Do this: Go through all of the items below and switch every "Target" to "Object". Leave every other part of the lines unchanged.

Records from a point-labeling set
○ ○ ○ ○ ○ ○ ○

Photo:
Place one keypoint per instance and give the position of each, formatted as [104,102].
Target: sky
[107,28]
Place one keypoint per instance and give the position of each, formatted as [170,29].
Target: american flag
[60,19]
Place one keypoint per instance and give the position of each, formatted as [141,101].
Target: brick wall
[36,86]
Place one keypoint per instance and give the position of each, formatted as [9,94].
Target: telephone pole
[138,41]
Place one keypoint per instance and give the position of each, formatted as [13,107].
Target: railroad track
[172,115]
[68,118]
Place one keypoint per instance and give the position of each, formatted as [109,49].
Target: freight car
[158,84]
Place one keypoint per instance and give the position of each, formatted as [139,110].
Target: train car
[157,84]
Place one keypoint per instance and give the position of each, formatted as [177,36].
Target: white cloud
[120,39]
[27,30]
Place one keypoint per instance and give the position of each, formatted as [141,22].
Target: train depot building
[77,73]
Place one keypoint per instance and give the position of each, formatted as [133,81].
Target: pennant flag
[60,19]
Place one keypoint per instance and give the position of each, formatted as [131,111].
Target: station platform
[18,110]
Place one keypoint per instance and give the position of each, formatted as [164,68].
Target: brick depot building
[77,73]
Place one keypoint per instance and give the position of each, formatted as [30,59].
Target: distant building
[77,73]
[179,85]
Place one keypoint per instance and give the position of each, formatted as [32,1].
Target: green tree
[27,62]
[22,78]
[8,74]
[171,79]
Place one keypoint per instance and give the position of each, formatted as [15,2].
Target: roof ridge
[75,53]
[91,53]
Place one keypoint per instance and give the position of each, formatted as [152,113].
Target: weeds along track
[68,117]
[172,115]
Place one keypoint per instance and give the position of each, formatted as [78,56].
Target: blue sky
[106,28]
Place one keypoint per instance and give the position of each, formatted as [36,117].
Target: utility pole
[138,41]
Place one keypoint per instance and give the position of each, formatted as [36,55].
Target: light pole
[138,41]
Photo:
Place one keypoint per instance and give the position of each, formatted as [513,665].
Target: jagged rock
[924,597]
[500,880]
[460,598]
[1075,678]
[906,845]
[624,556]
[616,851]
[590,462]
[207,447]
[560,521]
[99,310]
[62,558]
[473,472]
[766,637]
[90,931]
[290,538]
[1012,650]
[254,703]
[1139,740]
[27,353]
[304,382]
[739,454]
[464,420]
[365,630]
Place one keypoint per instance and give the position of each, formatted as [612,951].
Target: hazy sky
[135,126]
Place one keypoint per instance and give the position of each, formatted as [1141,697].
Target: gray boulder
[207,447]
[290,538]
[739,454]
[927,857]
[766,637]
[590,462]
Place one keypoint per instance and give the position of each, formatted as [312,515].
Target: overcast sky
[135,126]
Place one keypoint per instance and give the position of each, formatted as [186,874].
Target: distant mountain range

○ ○ ○ ○ ○ ○ ○

Task answer:
Photo:
Place one keypoint per instance and give the position of each, formatted as [104,102].
Object: sky
[107,28]
Place one keypoint per instance and give the position of each, formatted as [170,29].
Object: american flag
[60,19]
Place one keypoint per instance and give the position of each, formatted as [141,101].
Object: brick wall
[36,86]
Place one keypoint per instance and give the position of each, formatted as [9,94].
Object: telephone pole
[138,41]
Place one keypoint per instance and give the position of each, formatted as [13,107].
Object: railroad track
[172,115]
[68,118]
Place one keypoint per instance and give the position of each, formatted as [109,49].
Object: freight car
[158,84]
Place one keypoint per instance and give the position of each, formatted as [139,110].
Object: train car
[157,84]
Place one keypoint per instance and give the position of each, formatted as [177,36].
Object: white cloud
[120,39]
[27,30]
Place one keypoint per instance and give the position of each, formatted as [141,22].
Object: train depot building
[77,73]
Place one keypoint per instance and give the position of each, formatted as [133,81].
Object: pennant flag
[60,19]
Place one keypoint per instance and give the position of each, formatted as [131,111].
Object: station platform
[18,110]
Place one keypoint per instance and give the position of each, formatted as [164,68].
Object: brick depot building
[77,73]
Place one keypoint per instance and give the position of each, formatted as [30,59].
Object: distant building
[77,73]
[179,85]
Place one keypoint per instance and give the position of each, formatted as [32,1].
Object: green tree
[27,62]
[22,78]
[8,74]
[171,79]
Place one keypoint per instance and give the position of each, formatted as [15,2].
Object: roof ridge
[75,53]
[91,53]
Place one keypoint per instance and give the position of each, formatted as [152,113].
Object: weeds along track
[68,117]
[172,115]
Place one keypoint per instance and give the position of each, formatted as [78,56].
Object: blue sky
[106,28]
Place one keypoint per instance and give the position of each, formatted as [36,117].
Object: utility pole
[138,41]
Place one keypoint per instance and give the position of each, formatted as [36,55].
Object: light pole
[138,41]
Photo:
Place one keypoint per instance and give the position of each, formatted as [513,665].
Object: jagged rock
[924,597]
[500,880]
[460,598]
[1075,678]
[906,845]
[624,556]
[616,851]
[590,462]
[207,447]
[560,521]
[99,310]
[62,558]
[473,472]
[766,637]
[90,931]
[290,538]
[1012,650]
[254,703]
[1139,740]
[27,353]
[304,382]
[739,454]
[464,420]
[365,630]
Place one keypoint per instance and give the position of each, formatted as [612,951].
Object: hazy sky
[135,126]
Place one keypoint per instance and give the position of each, formatted as [1141,697].
Object: gray boulder
[207,447]
[290,538]
[739,454]
[927,857]
[766,637]
[590,462]
Place one keypoint per instance and give the position of each, formatted as [312,515].
Object: overcast sky
[135,126]
Place one keypoint per instance and give the position of each, formatted as [186,874].
Object: distant mountain range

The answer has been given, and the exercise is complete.